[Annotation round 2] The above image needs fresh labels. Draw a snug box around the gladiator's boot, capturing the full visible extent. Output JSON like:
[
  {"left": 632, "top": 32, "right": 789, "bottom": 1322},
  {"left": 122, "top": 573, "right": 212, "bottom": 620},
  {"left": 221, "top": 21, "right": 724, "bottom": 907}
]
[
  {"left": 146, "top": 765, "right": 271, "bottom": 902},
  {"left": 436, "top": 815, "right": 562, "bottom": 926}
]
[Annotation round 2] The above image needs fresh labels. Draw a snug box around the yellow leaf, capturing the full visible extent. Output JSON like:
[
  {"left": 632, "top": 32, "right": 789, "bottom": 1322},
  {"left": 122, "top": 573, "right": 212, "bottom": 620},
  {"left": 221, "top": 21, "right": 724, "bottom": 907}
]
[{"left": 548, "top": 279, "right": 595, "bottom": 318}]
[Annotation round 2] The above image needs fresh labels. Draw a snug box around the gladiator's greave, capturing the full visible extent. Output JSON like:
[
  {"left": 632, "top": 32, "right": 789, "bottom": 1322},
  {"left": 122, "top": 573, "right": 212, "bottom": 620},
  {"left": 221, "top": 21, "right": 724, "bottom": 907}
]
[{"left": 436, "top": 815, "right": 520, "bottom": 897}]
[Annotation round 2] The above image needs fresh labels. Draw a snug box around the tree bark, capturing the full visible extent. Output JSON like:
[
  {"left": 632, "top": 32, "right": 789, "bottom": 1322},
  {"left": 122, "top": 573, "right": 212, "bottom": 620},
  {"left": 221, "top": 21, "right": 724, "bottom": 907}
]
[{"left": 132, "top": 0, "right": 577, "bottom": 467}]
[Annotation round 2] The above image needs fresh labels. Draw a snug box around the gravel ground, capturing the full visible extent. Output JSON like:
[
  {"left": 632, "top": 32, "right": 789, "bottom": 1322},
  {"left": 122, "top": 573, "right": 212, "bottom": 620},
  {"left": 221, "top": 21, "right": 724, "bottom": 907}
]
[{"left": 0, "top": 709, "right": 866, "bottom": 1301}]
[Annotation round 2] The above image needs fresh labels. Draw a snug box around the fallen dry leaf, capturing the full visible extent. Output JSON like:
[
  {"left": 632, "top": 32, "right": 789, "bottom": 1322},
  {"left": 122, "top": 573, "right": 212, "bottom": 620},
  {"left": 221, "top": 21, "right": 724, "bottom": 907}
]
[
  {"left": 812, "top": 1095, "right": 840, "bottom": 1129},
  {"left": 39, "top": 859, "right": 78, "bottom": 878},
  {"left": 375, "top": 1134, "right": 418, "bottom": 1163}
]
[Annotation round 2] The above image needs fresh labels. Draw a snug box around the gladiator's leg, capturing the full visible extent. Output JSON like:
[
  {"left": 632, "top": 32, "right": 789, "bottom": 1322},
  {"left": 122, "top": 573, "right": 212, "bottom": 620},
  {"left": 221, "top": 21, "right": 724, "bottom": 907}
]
__________
What is needed: Rewrite the material from the line containing "around the gravel" through the end, replacing "snug box" with "tight box" and leaving everything else unchanged.

Result of this exercise:
[Annotation round 2] The above image needs fresh labels. Draw a tight box around the gravel ground, capturing the full visible extent. Output JSON like:
[
  {"left": 632, "top": 32, "right": 789, "bottom": 1322},
  {"left": 122, "top": 573, "right": 212, "bottom": 620},
  {"left": 221, "top": 21, "right": 724, "bottom": 907}
]
[{"left": 0, "top": 709, "right": 866, "bottom": 1301}]
[Annotation round 2] The above image needs fresh labels. Draw a tight box around the fallen dry leaf, capturing the full visible extent. Output JSON like:
[
  {"left": 632, "top": 32, "right": 789, "bottom": 1322},
  {"left": 122, "top": 573, "right": 212, "bottom": 620},
  {"left": 221, "top": 21, "right": 724, "bottom": 907}
]
[
  {"left": 812, "top": 1095, "right": 840, "bottom": 1129},
  {"left": 39, "top": 859, "right": 78, "bottom": 878},
  {"left": 375, "top": 1134, "right": 418, "bottom": 1163}
]
[Annotation round 2] The above image needs fresh labels. Draw a tight box around the gladiator's leg, capturing the full visible extent. Output JSON like:
[
  {"left": 632, "top": 32, "right": 789, "bottom": 1322},
  {"left": 122, "top": 573, "right": 212, "bottom": 620},
  {"left": 221, "top": 21, "right": 724, "bottom": 907}
]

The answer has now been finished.